▶ Exercise objective
Determine how many lines of the listing below contain the string "shore", treating uppercase and lowercase letters as different, and give only that number.

[START Listed records]

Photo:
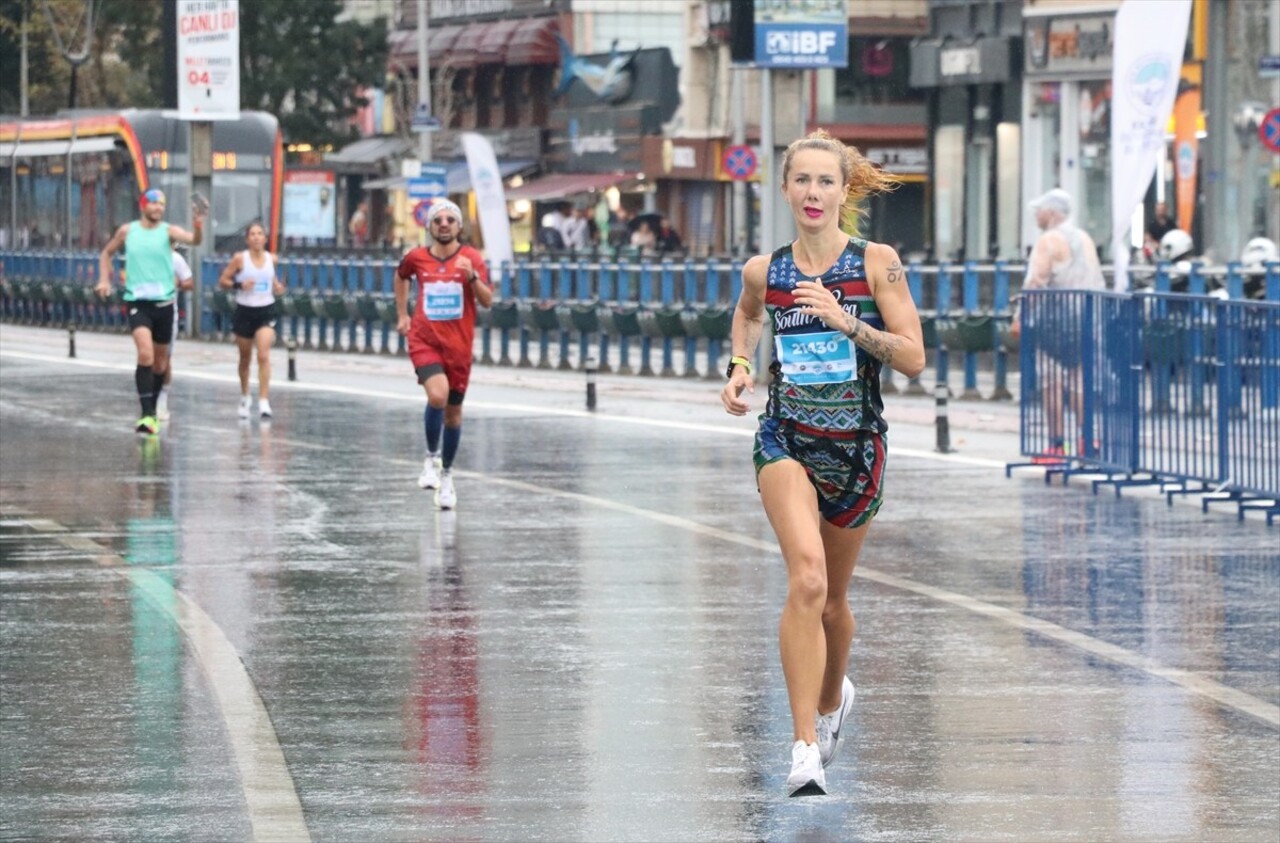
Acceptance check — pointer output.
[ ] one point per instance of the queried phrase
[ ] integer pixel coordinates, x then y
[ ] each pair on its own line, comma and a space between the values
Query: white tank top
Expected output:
1080, 270
263, 292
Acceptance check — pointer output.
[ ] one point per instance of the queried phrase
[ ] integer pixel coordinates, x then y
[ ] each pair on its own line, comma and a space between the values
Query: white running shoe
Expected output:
830, 724
430, 476
444, 496
807, 775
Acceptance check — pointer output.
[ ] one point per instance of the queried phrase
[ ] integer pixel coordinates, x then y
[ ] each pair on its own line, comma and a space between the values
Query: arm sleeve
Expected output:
181, 267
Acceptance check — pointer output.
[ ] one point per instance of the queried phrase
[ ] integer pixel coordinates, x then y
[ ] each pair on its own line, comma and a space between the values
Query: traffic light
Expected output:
741, 31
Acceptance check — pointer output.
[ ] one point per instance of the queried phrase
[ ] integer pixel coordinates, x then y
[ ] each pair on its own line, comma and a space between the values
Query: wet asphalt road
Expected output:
265, 631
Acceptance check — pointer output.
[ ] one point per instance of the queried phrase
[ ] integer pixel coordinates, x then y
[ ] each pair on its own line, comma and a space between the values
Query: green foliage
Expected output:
296, 62
302, 67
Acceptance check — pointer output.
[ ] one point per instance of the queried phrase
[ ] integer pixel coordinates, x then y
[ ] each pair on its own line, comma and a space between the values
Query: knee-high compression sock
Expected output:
433, 420
145, 378
452, 435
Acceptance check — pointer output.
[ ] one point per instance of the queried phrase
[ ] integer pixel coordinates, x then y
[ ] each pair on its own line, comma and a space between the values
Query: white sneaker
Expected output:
444, 496
430, 476
807, 777
830, 724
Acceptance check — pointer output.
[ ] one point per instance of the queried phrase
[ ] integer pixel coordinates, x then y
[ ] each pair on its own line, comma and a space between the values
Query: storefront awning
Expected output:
442, 39
497, 36
534, 42
465, 51
563, 186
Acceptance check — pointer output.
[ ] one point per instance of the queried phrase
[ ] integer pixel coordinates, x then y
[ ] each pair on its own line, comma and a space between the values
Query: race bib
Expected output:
443, 301
828, 357
149, 292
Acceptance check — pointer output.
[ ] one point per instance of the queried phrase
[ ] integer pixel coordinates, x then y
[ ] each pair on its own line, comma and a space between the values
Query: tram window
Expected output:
240, 198
7, 223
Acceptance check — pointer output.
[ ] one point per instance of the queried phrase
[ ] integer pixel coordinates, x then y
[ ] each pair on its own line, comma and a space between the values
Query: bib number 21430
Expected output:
827, 357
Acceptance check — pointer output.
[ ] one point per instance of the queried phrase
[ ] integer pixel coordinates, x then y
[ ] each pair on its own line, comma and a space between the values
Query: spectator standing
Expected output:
643, 238
359, 225
1063, 259
1157, 227
149, 292
183, 279
668, 241
575, 230
251, 274
452, 279
549, 236
840, 311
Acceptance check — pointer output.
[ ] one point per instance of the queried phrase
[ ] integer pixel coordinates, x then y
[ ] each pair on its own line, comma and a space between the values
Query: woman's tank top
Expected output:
263, 292
822, 380
147, 264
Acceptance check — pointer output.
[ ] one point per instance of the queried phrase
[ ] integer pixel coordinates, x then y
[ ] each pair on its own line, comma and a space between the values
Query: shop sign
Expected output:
1069, 44
959, 62
900, 160
814, 35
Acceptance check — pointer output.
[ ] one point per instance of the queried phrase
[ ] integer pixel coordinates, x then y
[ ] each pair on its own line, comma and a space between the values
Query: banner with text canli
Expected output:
490, 200
209, 59
1150, 41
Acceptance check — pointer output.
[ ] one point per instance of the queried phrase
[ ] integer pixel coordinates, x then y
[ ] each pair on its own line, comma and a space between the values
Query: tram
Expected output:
67, 182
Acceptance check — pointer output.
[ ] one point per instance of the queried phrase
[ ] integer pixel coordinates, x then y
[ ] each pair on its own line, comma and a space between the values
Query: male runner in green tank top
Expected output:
149, 292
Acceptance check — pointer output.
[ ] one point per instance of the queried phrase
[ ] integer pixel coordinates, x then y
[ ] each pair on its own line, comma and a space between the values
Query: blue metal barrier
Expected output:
632, 316
1174, 390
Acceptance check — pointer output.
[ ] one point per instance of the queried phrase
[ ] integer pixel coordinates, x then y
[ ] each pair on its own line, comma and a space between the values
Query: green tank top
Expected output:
147, 264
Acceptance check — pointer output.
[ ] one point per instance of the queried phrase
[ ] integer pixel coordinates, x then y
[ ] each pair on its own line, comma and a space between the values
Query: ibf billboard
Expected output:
810, 35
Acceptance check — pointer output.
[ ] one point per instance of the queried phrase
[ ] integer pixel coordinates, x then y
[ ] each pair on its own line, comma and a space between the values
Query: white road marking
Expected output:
274, 809
1191, 682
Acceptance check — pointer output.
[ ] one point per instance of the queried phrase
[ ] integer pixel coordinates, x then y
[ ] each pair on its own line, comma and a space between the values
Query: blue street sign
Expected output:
424, 120
430, 183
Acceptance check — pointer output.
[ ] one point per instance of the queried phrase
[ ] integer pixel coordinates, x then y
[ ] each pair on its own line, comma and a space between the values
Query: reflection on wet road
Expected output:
586, 649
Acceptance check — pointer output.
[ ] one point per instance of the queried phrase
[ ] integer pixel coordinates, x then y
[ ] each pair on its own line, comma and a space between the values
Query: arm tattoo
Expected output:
878, 344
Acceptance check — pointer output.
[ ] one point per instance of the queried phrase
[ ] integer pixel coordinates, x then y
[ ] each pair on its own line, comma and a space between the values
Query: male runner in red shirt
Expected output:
452, 278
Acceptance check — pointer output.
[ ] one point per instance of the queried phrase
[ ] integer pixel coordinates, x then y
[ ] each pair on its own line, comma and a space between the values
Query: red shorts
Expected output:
424, 351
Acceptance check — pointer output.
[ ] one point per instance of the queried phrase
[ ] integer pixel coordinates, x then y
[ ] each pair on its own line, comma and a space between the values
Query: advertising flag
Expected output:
1150, 41
490, 198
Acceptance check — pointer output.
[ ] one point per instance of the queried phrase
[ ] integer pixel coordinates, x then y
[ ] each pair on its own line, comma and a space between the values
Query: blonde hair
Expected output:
862, 177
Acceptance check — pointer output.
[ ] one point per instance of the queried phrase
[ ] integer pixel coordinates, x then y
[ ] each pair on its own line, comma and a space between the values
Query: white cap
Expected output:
1056, 200
443, 205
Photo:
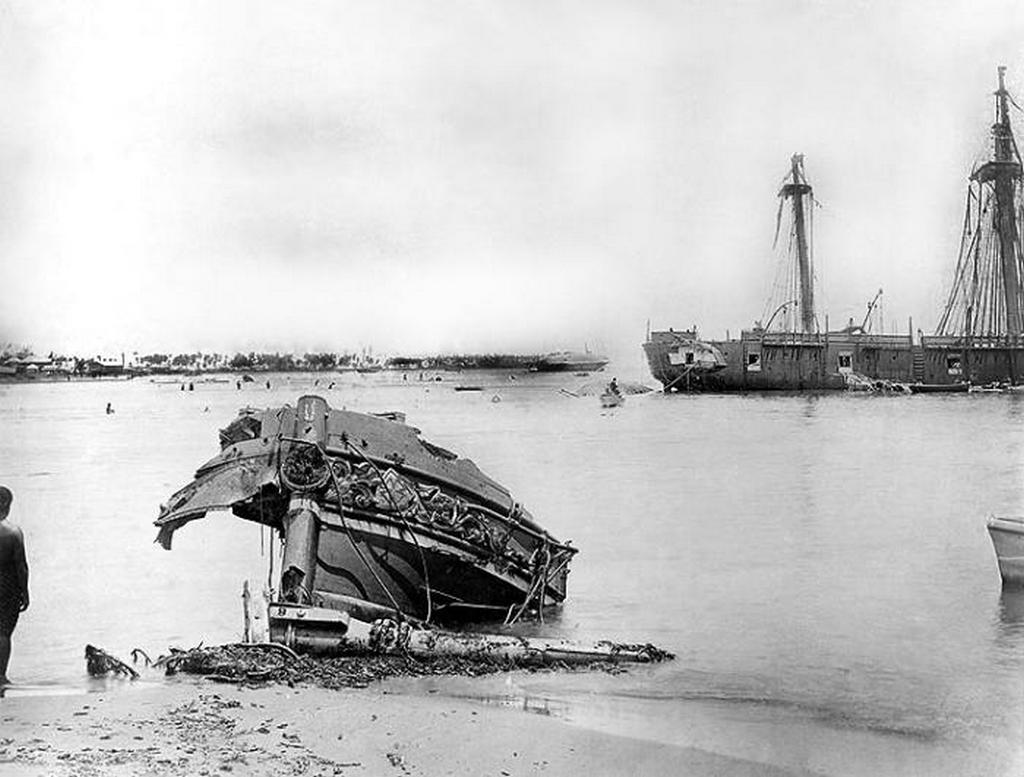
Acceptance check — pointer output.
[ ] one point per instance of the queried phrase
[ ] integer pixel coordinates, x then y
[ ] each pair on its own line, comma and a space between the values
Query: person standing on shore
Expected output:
13, 580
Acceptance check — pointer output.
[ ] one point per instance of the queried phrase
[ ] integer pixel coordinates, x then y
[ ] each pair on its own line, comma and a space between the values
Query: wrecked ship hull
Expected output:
374, 519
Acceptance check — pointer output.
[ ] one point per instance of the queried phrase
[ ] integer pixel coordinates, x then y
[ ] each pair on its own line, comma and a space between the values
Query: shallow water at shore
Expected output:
818, 563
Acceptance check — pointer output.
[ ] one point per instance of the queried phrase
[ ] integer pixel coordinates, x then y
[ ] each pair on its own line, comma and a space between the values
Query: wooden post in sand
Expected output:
247, 631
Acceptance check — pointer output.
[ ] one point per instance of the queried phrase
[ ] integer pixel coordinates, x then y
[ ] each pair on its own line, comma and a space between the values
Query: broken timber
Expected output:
316, 630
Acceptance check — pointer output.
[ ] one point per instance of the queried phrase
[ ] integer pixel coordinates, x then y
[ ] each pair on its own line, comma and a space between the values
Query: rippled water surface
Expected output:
818, 563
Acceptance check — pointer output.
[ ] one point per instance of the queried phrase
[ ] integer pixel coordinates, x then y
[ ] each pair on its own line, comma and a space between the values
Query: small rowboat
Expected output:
1008, 538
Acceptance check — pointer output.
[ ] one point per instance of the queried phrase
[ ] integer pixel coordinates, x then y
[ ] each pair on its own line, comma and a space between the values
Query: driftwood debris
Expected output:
99, 663
332, 633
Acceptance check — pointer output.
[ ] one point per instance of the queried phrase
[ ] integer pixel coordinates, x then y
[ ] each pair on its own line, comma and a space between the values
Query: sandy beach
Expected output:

[END Listed records]

▶ Response to this exercise
2